What you should do:
Put each line of the records below into a JSON list of strings, one string per line, leaving out any blank lines.

Point annotation dataset records:
**********

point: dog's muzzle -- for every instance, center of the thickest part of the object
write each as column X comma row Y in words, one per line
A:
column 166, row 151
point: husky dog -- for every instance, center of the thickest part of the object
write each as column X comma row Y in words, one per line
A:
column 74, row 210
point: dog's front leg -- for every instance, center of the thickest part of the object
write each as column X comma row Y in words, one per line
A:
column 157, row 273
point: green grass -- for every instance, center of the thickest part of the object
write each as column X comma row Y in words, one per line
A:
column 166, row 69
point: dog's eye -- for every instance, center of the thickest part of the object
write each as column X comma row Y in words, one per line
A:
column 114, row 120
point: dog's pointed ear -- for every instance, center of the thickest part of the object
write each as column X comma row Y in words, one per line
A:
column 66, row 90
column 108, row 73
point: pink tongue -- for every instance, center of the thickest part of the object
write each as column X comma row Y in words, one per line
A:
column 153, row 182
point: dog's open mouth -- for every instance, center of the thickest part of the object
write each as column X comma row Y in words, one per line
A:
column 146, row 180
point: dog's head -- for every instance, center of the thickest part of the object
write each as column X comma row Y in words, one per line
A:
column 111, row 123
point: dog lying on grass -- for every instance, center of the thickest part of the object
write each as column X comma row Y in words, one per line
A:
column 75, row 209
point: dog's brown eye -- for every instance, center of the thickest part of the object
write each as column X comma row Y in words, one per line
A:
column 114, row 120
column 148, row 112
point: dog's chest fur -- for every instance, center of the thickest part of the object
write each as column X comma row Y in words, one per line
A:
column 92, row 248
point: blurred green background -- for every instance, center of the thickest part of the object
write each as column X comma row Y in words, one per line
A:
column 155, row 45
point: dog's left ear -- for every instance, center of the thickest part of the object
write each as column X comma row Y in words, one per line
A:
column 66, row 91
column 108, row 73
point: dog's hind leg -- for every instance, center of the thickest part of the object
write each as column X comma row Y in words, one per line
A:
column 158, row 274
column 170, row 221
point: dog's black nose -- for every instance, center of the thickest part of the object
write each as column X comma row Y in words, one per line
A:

**********

Reply to the task:
[
  "point: dog's muzzle -- for every instance, center of the thickest part of the object",
  "write each as column X comma row Y in words, one per line",
  "A:",
  "column 166, row 151",
  "point: husky dog -- for every instance, center of the thickest part of the object",
  "write each as column X comma row Y in words, one per line",
  "A:",
  "column 74, row 210",
  "point: dog's front leg -- for every instance, center of the thickest part of the object",
  "write each as column X comma row Y in words, one per line",
  "A:",
  "column 157, row 273",
  "point: green grass -- for every instance, center of the thickest part of the object",
  "write each as column X comma row Y in words, one per line",
  "A:",
  "column 166, row 69",
  "point: dog's eye -- for every instance, center of the thickest part of the object",
  "write each as column X comma row Y in words, one per line",
  "A:",
  "column 114, row 120",
  "point: dog's pointed ear -- for every instance, center of the thickest part of the object",
  "write each as column X comma row Y in words, one per line",
  "A:",
  "column 66, row 90",
  "column 108, row 73",
  "point: pink tongue -- for every instance, center of the thickest part of the object",
  "write each as column X comma row Y in words, one per line",
  "A:",
  "column 153, row 182",
  "point: dog's open mouth -- for every instance, center of the thickest part of the object",
  "write each as column X comma row Y in words, one per line",
  "A:",
  "column 146, row 180",
  "point: dog's head -- for every instance, center of the thickest part of the object",
  "write each as column X comma row Y in words, one per line",
  "A:",
  "column 111, row 123",
  "point: dog lying on grass -- for every instance, center of the thickest part of the object",
  "write each as column X comma row Y in words, one per line",
  "A:",
  "column 75, row 209",
  "point: dog's brown eye -- for every instance, center of the thickest part of the object",
  "write each as column X comma row Y in words, one per line",
  "A:",
  "column 114, row 120",
  "column 148, row 112",
  "point: dog's chest fur -- for every instance, center of the thickest part of the object",
  "write each as column X comma row Y in words, one per line",
  "A:",
  "column 92, row 248",
  "point: blurred green background -- for every instance, center of the thickest part of the object",
  "write each as column X comma row Y in words, one per line",
  "A:",
  "column 155, row 45",
  "point: dog's left ear -- for every instance, center of the thickest part of the object",
  "write each as column X comma row Y in words, one per line",
  "A:",
  "column 66, row 91",
  "column 108, row 73",
  "point: dog's hind leg -- for every instance, center of the thickest part of the object",
  "write each as column X comma row Y in words, one per line",
  "A:",
  "column 158, row 274",
  "column 170, row 221",
  "point: dog's black nose -- for every instance, center of the thickest part of the object",
  "write each as column X comma row Y in words, one per line",
  "A:"
]